Directions for this task ::
Rename "blue sky" to "clear sky" in everything from the start of the records below down to the line containing "Give the mask of the blue", and give those lines again with nothing else changed.

Input for this task ::
[start]

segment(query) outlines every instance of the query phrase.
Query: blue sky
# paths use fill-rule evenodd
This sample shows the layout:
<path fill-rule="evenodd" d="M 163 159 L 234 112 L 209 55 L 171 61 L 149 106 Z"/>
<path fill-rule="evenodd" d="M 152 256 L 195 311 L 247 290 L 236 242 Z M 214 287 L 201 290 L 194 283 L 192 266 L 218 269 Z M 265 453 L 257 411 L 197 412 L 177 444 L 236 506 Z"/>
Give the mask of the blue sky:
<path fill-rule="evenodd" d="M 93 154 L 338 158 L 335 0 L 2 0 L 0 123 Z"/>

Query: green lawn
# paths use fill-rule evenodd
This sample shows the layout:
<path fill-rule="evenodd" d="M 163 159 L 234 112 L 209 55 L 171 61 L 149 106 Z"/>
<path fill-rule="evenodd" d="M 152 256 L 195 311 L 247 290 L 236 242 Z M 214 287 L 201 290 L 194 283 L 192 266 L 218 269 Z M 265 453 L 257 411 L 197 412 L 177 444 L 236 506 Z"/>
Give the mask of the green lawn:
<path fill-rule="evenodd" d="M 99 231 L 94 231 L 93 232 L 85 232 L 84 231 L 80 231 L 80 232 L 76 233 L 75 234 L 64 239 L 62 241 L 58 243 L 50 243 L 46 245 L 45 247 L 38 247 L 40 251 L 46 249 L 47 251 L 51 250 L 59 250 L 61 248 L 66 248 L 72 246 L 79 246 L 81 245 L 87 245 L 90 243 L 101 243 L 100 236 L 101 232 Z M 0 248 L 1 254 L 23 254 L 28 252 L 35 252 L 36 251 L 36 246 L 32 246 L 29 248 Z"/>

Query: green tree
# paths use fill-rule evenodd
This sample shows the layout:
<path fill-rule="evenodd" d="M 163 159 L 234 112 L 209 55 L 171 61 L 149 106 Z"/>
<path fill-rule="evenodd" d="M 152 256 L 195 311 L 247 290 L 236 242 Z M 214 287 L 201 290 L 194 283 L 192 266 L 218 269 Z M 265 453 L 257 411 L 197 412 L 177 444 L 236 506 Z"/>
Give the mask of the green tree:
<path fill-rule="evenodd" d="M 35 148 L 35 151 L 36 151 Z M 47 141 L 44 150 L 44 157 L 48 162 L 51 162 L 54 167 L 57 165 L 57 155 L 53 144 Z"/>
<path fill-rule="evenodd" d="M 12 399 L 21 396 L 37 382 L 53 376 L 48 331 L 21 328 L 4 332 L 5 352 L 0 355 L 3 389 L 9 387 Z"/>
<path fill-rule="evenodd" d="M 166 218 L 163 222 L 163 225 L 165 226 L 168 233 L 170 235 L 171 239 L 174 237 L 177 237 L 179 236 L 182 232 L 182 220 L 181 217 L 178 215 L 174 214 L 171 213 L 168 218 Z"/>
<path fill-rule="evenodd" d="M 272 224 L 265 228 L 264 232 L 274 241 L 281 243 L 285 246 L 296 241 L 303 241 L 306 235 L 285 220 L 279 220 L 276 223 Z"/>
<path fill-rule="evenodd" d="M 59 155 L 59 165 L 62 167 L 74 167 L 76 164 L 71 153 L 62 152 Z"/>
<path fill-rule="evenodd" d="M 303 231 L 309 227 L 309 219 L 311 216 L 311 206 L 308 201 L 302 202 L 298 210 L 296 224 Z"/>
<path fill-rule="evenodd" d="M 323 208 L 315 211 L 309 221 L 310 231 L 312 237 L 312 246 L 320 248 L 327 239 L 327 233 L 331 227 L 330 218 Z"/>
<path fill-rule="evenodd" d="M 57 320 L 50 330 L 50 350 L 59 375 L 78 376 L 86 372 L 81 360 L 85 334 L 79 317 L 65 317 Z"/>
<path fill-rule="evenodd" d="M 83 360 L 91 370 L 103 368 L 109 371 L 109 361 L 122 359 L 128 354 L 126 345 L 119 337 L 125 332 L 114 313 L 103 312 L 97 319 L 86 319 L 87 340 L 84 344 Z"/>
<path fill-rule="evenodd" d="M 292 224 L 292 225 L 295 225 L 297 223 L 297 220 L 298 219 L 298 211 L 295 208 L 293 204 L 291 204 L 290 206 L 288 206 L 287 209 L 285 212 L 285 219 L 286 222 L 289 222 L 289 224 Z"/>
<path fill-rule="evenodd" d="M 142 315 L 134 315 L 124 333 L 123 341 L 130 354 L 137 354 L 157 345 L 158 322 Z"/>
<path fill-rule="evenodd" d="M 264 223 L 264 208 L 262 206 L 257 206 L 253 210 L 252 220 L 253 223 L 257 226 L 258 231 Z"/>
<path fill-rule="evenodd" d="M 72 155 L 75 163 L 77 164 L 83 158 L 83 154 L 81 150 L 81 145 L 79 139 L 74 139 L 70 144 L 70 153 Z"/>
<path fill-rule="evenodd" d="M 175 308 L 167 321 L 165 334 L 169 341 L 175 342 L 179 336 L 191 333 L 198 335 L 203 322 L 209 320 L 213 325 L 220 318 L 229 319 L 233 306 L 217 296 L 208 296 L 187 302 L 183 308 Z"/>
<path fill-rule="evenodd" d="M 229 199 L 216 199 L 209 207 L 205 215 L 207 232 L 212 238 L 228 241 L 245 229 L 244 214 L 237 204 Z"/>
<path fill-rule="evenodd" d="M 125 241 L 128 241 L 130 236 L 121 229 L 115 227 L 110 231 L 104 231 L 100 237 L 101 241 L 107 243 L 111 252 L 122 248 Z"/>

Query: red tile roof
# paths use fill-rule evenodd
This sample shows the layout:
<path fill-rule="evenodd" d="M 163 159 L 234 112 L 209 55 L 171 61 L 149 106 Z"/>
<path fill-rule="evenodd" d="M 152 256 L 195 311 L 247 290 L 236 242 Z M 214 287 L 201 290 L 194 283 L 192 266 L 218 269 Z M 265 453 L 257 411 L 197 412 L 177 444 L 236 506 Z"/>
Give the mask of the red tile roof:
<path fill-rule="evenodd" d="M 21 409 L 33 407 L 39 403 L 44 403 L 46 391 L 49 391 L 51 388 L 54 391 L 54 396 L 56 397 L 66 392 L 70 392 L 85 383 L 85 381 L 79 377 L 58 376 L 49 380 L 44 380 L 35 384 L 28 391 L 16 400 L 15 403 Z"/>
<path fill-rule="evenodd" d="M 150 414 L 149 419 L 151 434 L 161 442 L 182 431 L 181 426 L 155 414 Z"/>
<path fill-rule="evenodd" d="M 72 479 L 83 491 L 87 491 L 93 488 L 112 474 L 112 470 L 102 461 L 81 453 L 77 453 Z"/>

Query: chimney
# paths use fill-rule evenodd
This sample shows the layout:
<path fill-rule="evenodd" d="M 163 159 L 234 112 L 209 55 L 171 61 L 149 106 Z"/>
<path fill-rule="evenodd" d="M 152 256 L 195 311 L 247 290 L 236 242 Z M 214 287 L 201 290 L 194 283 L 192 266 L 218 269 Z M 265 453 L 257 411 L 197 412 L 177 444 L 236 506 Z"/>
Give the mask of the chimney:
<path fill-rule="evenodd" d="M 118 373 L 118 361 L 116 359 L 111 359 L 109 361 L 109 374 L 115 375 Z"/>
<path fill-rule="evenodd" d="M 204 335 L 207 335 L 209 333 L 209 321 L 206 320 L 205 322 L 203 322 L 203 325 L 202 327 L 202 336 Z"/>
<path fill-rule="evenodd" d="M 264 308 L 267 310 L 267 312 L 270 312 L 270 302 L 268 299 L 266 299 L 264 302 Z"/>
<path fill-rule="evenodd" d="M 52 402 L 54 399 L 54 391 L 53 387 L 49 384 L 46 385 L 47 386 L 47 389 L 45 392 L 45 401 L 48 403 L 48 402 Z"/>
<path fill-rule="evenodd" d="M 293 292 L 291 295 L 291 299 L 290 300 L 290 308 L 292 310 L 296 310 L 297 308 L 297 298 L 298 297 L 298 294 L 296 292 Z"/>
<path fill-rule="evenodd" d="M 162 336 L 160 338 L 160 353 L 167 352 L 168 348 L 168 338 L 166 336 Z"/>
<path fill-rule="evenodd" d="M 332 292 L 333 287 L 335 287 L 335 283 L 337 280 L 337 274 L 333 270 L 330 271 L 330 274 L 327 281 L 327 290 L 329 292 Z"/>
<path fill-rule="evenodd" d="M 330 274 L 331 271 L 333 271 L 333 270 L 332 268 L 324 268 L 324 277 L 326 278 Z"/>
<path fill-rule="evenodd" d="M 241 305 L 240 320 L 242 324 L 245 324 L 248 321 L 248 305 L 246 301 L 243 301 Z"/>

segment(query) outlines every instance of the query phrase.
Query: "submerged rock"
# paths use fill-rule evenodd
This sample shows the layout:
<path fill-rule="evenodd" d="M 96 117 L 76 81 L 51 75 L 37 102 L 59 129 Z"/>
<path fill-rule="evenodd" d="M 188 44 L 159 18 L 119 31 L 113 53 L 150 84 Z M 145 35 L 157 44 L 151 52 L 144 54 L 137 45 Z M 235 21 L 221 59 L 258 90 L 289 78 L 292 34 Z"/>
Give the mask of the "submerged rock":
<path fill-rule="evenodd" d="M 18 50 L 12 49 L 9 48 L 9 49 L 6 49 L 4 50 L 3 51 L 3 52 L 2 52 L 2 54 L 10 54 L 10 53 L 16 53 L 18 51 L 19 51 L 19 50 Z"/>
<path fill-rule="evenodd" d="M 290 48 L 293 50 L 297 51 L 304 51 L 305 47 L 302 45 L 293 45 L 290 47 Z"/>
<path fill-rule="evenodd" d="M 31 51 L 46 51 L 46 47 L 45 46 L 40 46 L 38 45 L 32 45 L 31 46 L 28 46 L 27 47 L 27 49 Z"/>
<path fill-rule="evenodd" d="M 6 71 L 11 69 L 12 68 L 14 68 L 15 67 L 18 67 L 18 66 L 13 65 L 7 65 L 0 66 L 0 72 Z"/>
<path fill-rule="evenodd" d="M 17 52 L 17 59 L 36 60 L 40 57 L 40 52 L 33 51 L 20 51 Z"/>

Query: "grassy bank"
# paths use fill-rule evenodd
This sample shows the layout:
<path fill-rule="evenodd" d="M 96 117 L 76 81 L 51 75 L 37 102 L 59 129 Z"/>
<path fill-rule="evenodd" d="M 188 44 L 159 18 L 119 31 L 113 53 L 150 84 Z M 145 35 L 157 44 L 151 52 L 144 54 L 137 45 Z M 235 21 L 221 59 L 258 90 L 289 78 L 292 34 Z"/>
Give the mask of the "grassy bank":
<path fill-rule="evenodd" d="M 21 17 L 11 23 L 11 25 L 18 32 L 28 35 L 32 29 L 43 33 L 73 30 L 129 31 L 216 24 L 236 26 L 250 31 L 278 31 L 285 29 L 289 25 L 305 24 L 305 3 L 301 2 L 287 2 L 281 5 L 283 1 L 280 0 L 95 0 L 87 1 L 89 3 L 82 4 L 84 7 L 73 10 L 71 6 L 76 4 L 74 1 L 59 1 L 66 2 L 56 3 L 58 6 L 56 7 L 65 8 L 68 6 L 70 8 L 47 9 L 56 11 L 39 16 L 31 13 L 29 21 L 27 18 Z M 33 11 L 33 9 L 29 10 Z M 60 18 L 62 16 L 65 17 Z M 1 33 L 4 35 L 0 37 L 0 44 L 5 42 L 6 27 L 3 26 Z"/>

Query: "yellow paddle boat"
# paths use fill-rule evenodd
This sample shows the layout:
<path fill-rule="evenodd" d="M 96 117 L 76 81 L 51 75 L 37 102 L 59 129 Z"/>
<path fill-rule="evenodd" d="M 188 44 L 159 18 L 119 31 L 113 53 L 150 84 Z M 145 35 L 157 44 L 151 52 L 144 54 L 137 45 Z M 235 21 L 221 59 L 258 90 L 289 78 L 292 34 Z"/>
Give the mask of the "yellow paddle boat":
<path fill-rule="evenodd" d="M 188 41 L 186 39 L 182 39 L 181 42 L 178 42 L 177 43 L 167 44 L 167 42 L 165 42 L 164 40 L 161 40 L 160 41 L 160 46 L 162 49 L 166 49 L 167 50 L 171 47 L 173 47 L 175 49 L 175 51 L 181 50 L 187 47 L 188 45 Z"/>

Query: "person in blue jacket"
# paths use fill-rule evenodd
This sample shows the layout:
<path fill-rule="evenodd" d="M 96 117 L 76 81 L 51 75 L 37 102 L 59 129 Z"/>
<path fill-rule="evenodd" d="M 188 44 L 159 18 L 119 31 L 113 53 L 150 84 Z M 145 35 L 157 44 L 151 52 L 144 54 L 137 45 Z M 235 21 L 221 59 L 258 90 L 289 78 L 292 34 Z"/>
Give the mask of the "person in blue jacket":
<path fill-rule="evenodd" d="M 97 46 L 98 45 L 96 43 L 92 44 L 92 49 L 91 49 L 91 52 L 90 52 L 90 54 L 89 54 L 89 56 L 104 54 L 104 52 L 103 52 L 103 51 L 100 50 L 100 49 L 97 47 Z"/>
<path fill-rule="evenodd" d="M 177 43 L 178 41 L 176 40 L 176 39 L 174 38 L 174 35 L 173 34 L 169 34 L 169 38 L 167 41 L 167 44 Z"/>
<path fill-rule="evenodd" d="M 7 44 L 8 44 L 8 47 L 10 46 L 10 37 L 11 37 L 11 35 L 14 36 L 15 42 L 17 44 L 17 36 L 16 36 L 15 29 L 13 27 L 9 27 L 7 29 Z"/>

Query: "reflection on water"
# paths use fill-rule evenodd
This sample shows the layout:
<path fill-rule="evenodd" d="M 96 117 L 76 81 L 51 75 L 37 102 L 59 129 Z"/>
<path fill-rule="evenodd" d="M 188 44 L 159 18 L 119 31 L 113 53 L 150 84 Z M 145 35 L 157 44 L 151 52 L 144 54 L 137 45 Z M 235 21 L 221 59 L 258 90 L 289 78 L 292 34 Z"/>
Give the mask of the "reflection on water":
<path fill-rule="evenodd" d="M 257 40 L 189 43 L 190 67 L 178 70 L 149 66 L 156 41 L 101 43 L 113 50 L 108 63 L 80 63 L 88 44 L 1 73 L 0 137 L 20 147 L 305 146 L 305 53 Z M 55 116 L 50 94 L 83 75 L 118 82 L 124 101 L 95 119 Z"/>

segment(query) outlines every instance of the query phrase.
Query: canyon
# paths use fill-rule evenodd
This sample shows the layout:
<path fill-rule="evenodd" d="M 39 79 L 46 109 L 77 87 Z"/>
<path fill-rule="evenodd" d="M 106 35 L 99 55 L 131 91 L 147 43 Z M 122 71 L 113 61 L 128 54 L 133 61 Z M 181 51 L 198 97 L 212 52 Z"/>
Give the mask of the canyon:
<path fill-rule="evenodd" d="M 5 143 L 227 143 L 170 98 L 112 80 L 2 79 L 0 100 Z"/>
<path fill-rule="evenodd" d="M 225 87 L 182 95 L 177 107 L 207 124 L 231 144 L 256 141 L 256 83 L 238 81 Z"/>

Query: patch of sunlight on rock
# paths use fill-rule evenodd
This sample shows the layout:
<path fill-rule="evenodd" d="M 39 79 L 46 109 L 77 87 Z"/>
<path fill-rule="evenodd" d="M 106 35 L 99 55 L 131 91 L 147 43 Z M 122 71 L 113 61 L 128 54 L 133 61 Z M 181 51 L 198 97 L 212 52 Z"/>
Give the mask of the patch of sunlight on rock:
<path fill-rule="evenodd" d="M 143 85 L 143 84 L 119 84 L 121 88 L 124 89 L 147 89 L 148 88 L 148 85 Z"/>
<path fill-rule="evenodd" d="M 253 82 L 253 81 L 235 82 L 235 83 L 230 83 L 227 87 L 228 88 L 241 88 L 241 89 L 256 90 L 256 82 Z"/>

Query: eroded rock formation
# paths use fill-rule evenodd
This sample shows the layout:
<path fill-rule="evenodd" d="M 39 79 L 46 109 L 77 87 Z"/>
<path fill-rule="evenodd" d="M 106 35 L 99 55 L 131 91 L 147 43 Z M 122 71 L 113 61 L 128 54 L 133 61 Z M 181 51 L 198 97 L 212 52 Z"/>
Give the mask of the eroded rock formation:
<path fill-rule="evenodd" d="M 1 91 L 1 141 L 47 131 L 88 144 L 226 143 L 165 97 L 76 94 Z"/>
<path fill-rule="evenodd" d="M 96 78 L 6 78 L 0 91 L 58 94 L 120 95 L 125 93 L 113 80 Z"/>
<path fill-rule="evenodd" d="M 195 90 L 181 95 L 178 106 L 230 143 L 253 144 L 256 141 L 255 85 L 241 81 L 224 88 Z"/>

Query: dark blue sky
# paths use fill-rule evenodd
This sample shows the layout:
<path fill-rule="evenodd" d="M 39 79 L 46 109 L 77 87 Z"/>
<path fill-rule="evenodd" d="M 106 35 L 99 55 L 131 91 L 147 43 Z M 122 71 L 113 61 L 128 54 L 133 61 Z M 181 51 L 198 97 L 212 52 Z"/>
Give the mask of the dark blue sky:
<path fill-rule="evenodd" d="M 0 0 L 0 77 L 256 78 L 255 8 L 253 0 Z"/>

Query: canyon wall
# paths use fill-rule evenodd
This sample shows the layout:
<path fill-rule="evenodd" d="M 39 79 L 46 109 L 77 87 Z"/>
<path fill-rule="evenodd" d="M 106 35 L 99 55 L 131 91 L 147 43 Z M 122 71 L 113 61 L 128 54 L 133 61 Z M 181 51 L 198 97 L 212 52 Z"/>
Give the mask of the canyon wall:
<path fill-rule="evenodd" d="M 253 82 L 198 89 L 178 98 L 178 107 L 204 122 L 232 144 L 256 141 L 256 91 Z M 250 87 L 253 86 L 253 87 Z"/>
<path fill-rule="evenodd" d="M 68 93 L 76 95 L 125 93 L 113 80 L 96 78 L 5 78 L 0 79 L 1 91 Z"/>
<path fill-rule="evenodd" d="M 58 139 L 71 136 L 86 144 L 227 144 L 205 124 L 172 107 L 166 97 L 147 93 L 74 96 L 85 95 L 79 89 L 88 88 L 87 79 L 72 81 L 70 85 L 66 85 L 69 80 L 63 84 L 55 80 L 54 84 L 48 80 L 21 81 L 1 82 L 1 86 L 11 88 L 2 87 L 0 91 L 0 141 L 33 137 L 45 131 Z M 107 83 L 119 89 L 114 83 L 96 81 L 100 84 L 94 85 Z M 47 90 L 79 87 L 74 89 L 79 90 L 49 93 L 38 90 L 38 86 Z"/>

[end]

The answer ::
segment(query) outlines every instance of the query phrase.
Query: clear sky
# paths use fill-rule evenodd
This sample shows the layout:
<path fill-rule="evenodd" d="M 163 159 L 234 112 L 209 55 L 171 61 L 149 106 Z"/>
<path fill-rule="evenodd" d="M 152 256 L 195 311 L 247 290 L 236 242 Z M 214 287 L 201 290 L 194 283 L 192 266 L 218 269 Z M 265 453 L 257 411 L 197 412 L 177 444 L 236 506 Z"/>
Give the mask of the clear sky:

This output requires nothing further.